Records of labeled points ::
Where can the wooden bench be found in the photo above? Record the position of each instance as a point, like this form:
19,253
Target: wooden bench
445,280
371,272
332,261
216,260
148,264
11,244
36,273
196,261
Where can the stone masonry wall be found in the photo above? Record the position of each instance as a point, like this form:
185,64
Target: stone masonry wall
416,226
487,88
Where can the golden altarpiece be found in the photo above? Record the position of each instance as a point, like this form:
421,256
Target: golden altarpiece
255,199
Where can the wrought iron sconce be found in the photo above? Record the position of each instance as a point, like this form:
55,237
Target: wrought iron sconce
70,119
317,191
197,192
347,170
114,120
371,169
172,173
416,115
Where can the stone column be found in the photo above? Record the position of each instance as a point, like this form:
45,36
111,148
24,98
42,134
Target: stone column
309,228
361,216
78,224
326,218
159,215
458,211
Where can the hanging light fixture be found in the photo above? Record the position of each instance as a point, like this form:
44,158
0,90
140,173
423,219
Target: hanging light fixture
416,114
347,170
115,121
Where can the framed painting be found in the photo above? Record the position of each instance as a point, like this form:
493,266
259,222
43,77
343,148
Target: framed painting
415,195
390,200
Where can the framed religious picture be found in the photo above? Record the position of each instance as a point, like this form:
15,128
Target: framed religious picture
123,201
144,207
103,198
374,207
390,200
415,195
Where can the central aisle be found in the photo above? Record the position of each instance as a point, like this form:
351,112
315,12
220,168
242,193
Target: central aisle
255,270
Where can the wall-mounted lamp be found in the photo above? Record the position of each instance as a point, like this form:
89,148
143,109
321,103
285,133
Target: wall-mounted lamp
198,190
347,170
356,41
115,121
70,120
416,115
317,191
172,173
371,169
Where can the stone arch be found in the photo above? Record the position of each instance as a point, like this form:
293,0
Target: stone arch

Goal of the exercise ::
Copy the stretch of the material from the line containing "Where can the wall-mounted" through the end of the material, including both ends.

Answer to the exercise ::
Where can the wall-mounted lamp be found in the photo above? Record the position of each instance as a point, like this form:
89,148
143,109
321,103
285,133
Target: wall-mounted lamp
198,190
347,170
356,41
115,121
70,120
416,115
317,191
172,173
371,169
Where can the stone arch be found in the photo above? Record the position of each instance as a point, like this form:
293,0
Target: stone arch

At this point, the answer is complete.